Text segment:
|---|

The drills will not be near the disputed Kuril islands north of Japan, Russia says.

The ministry's TV channel Zvezda says three brigades of Russian paratroops will play a key role, during drills at the Tsugol military range, near Russia's borders with China and Mongolia.

A key aim is to practise the rapid deployment of thousands of troops, as well as aircraft and vehicles, from western Russia to eastern regions, across thousands of miles, TV Zvezda reports. That involves in-flight refuelling of fighter jets.

The scale of Vostok-2018 is equivalent to the forces deployed in one of the big World War Two battles.

A smaller-scale Russia-Belarus exercise was held last year.

Why is this happening now?

President Vladimir Putin has made military modernisation, including new nuclear missiles, a priority.

Russia's armed forces are reckoned to have about one million personnel in total.

A Russian senator and reserve colonel, Frants Klintsevich, said "it suited the West that our units and headquarters lacked combat skills and co-ordination, but times have changed; now we have a different attitude to combat readiness".

|---|

Problem description:
In the text about the Vostok-2018 drills, which military range will host the drills?

Supplied material:
|---|

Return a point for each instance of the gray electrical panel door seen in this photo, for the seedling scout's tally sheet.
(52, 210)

|---|

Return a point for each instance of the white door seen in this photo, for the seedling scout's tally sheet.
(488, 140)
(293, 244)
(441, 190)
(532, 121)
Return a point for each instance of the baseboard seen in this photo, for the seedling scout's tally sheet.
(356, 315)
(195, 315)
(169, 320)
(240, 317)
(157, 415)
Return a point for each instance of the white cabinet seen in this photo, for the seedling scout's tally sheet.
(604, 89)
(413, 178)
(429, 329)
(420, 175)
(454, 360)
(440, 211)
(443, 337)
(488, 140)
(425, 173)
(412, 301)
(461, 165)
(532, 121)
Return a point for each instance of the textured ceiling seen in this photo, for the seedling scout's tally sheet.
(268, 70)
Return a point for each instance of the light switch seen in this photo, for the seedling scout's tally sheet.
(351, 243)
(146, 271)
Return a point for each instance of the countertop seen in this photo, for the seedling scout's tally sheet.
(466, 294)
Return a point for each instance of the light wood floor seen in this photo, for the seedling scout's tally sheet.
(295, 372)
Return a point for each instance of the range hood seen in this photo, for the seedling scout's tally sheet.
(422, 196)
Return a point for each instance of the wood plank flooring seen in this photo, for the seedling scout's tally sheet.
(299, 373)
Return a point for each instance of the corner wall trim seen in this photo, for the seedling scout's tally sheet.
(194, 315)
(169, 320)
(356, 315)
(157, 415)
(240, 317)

|---|

Answer box:
The Tsugol military range, near Russia's borders with China and Mongolia.